> **Stated exercise**:
Pull out each line in the material below that contains the word "shirt", and copy each one in full.

> **Stored entries**:
++++++++

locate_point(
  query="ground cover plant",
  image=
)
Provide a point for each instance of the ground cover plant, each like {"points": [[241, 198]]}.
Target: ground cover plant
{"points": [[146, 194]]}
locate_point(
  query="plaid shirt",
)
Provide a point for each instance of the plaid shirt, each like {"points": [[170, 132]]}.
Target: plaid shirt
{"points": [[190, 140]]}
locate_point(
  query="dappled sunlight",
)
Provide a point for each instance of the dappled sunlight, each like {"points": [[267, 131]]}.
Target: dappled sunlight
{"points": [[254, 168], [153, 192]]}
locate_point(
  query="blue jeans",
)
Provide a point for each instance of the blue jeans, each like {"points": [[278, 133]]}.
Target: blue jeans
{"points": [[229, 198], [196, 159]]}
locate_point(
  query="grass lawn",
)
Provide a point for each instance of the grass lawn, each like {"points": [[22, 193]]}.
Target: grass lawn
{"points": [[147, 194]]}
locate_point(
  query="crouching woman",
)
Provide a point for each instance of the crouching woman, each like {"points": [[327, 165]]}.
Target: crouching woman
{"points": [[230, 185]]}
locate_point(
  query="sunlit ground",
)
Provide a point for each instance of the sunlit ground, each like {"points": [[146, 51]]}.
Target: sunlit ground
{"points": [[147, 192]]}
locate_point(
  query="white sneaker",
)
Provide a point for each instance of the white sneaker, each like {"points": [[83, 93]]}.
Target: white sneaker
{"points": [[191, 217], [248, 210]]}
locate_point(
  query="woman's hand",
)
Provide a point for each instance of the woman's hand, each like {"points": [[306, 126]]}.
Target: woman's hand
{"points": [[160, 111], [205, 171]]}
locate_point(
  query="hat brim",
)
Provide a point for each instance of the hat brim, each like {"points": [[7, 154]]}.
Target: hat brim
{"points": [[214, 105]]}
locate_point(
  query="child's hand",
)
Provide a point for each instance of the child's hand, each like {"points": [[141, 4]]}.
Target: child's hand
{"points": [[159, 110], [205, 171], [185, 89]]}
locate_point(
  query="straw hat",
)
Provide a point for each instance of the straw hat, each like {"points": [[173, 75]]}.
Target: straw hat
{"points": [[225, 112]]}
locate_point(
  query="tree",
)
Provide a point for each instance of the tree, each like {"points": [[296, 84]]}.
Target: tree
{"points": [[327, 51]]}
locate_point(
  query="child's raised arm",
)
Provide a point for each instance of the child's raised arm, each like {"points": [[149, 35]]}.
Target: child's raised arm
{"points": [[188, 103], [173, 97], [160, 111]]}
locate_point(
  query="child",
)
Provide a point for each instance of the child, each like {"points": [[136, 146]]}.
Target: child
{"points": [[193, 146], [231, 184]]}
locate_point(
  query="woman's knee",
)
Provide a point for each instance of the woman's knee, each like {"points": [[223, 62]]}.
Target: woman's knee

++++++++

> **Answer**:
  query="plaid shirt",
Provide a point for each instance of the plaid shirt, each like {"points": [[170, 132]]}.
Target: plaid shirt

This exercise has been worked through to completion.